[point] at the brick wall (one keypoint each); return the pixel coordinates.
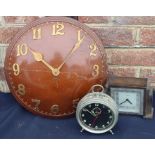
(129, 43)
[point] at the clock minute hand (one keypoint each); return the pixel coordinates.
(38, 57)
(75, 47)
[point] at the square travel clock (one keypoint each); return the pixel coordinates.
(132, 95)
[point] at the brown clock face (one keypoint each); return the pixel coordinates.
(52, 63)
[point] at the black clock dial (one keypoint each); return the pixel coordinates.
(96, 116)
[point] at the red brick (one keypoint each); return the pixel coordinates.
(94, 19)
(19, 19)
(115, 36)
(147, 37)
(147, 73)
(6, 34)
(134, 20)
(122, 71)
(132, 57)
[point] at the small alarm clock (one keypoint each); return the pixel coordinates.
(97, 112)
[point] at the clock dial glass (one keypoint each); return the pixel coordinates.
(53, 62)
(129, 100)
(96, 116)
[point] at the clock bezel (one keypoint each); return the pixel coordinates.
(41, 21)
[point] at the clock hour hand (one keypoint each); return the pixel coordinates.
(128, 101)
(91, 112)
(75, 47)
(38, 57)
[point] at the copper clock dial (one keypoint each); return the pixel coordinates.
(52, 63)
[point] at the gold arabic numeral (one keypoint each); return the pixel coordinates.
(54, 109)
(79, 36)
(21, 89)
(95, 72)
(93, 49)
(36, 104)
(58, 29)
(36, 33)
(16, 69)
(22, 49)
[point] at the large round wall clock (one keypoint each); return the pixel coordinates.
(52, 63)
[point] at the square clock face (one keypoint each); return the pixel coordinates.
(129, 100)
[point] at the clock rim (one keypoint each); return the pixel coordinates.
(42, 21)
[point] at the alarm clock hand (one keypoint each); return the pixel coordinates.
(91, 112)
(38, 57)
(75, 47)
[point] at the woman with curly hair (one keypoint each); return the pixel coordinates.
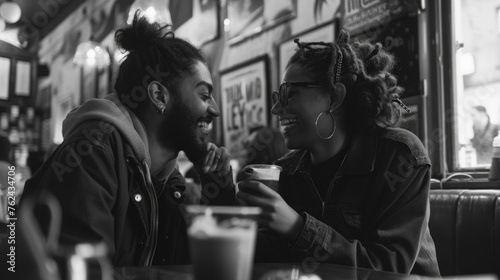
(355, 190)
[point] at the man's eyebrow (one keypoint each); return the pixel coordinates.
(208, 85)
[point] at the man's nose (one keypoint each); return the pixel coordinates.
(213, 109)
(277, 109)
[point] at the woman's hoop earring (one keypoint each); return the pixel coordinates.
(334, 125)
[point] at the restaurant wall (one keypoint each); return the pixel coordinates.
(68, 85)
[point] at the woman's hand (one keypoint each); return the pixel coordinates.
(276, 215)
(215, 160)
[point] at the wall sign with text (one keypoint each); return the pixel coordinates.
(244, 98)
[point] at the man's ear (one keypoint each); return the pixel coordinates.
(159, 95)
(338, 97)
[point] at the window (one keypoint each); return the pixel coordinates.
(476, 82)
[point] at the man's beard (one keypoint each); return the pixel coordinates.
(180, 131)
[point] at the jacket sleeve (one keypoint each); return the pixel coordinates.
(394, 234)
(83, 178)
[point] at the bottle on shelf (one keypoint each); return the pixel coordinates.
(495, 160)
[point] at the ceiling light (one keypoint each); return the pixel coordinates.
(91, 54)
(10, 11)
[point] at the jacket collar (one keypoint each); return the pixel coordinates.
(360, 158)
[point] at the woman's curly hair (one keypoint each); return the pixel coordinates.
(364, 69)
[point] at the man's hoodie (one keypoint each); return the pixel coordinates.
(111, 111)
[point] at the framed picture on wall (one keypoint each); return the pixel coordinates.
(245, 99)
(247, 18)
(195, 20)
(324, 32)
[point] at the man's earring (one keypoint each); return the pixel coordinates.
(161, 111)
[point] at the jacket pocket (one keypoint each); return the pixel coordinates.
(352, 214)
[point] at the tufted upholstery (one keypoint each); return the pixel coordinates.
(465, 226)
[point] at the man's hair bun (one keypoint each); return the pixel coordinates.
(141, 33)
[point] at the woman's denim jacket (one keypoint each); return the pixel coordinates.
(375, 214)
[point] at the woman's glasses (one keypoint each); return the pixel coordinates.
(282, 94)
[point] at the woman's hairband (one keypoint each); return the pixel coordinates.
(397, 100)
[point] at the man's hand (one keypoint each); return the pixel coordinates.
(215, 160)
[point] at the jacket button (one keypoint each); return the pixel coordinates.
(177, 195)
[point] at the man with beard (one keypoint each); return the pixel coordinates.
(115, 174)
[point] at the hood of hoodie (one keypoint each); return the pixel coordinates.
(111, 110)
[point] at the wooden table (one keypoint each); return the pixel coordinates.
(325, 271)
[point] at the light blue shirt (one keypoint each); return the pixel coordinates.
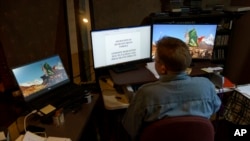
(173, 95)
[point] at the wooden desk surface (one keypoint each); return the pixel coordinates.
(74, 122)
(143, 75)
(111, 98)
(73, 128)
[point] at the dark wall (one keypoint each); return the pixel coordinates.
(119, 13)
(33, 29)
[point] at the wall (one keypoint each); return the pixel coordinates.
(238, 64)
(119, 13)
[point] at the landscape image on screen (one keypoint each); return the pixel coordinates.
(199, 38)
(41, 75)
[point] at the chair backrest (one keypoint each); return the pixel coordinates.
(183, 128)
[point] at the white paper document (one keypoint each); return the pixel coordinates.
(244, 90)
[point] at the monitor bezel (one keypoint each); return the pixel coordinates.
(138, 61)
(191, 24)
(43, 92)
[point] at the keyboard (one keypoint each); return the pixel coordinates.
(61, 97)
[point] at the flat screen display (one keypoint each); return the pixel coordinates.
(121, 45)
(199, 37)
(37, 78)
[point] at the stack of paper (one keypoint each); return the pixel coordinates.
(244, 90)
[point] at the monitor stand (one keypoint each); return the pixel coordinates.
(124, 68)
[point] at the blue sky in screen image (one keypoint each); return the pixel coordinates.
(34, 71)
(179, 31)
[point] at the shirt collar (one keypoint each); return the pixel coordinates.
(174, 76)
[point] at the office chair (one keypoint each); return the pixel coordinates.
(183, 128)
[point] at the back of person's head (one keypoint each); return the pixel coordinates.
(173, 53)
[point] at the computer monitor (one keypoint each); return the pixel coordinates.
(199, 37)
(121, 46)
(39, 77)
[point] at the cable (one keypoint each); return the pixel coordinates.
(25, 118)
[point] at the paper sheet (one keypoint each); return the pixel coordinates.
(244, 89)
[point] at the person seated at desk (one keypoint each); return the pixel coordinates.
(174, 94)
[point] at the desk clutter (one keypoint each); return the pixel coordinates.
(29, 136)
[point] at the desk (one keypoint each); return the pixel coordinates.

──────────

INSTRUCTIONS FOR THE TASK: Take the line with "[point] at the shirt" and all lines after it to the last line, and reproduce them exactly.

FINISHED EXERCISE:
[point] at the shirt collar (one keypoint each); return the pixel coordinates.
(174, 76)
[point] at the office chair (one keypoint each); return the pixel coordinates.
(183, 128)
[point] at the back of person's head (one keypoint each); return the pixel coordinates.
(173, 53)
[point] at the computer monitor (one keypoint each); return the pixel coordinates.
(199, 37)
(121, 46)
(39, 77)
[point] at the cable (one keypoint each); return the pixel coordinates.
(25, 118)
[point] at the paper sheet (one keypoint each); return the pixel coordinates.
(244, 89)
[point] at the person seated at desk (one keypoint each); return the pixel coordinates.
(174, 94)
[point] at the desk clutter (one keypoint each); return the pixel coordinates.
(29, 136)
[point] at the desk (one keypoint each); return the pixel coordinates.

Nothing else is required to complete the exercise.